Records from a data source:
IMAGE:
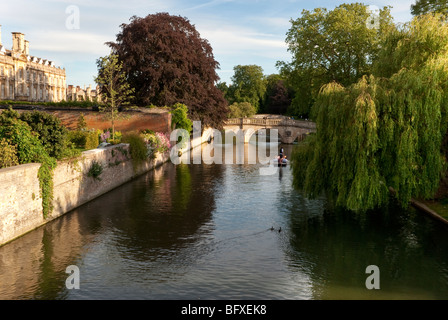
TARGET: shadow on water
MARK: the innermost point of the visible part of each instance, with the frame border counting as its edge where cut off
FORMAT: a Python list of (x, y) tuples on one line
[(150, 219), (334, 247), (200, 231)]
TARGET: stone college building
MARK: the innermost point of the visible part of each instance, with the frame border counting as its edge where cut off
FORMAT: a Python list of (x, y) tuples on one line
[(28, 78)]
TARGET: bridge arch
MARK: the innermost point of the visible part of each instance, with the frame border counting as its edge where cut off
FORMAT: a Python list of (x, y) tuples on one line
[(289, 130)]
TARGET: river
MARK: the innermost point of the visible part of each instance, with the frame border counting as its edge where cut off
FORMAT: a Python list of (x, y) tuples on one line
[(203, 231)]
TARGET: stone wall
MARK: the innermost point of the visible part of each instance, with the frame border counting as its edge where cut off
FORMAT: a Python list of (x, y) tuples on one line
[(20, 201)]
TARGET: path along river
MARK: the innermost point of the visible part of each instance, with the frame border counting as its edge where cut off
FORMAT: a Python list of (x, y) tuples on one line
[(202, 231)]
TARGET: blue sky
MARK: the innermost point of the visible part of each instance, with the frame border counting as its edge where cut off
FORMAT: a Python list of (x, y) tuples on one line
[(239, 31)]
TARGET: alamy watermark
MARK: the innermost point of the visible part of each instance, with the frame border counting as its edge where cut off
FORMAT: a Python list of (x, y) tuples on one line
[(373, 21), (73, 280), (373, 280)]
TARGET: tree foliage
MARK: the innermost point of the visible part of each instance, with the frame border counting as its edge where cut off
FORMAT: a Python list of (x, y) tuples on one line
[(387, 129), (114, 88), (167, 62), (337, 45), (241, 110), (429, 6), (248, 85), (277, 98)]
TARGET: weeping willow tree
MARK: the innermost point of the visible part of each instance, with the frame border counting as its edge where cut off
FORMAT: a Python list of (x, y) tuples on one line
[(385, 131)]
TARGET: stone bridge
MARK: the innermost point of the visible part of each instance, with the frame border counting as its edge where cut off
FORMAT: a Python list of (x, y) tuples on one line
[(289, 130)]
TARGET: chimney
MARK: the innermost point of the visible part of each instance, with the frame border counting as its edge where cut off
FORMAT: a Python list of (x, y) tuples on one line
[(18, 42)]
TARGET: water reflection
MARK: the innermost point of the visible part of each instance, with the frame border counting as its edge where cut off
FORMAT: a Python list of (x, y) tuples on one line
[(334, 247), (202, 232)]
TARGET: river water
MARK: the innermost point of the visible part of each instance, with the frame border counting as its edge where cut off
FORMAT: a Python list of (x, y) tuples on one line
[(203, 231)]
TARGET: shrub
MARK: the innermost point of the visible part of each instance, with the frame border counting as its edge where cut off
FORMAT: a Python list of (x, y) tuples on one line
[(95, 170), (92, 140), (52, 134), (179, 117), (30, 150), (137, 146), (8, 154), (84, 139)]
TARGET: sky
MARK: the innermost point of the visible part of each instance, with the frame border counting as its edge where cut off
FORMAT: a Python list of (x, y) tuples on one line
[(72, 33)]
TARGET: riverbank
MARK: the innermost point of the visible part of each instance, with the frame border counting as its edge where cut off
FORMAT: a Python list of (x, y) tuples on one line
[(74, 185)]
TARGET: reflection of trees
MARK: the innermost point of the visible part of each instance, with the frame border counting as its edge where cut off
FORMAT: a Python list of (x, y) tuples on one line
[(151, 216), (335, 247)]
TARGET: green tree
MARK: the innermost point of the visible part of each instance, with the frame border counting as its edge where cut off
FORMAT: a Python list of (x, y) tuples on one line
[(383, 131), (277, 97), (179, 117), (248, 85), (115, 90), (428, 6), (338, 45)]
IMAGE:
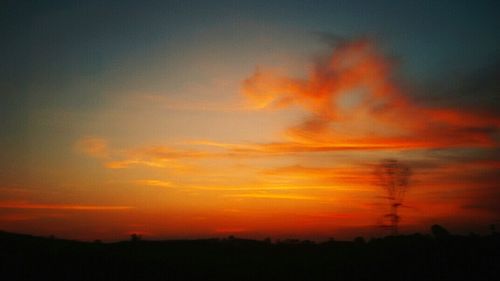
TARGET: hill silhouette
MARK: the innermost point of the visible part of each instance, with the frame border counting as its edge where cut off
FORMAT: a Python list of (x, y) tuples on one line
[(406, 257)]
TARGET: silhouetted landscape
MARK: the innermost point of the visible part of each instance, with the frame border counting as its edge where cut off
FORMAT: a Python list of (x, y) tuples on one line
[(439, 255)]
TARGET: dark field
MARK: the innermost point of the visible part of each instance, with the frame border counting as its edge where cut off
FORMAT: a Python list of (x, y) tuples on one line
[(411, 257)]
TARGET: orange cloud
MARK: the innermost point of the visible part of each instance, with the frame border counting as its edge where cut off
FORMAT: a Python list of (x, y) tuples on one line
[(353, 101), (94, 147)]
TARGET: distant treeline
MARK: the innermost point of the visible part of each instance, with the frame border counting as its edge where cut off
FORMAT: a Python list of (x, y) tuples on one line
[(407, 257)]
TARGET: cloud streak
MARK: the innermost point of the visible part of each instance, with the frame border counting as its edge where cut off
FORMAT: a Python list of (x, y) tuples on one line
[(352, 100)]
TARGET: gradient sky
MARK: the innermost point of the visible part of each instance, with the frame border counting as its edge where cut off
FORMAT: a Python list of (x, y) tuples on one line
[(184, 119)]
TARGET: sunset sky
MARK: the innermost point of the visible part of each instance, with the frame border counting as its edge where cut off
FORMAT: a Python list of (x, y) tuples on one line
[(188, 119)]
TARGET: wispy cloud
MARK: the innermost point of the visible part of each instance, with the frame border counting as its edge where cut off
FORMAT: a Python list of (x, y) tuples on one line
[(75, 207), (93, 146), (353, 102), (275, 196), (153, 182)]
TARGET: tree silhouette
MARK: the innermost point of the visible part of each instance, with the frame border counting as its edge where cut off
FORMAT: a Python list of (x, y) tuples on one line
[(393, 176)]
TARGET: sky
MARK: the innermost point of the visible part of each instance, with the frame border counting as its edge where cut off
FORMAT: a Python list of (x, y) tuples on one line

▶ _WHAT NEEDS TO BE DONE_
Rewrite the material from the line with "TARGET: blue sky" to the line with "[(373, 21), (73, 280), (373, 280)]", both included, keeping every line, and shift each coordinate by -58.

▶ _TASK ANSWER_
TARGET: blue sky
MARK: the innermost point of the visible part of each instance, with the frame border counting as its edge where cut off
FORMAT: a Python list of (x, y) tuples on one line
[(181, -27)]
TARGET: alamy watermark
MARK: the innermost point of the visible part of each instance, with the frame border counting as its edge where cut off
FORMAT: a Python list of (x, y) tuples on one line
[(315, -37), (15, 222), (315, 222)]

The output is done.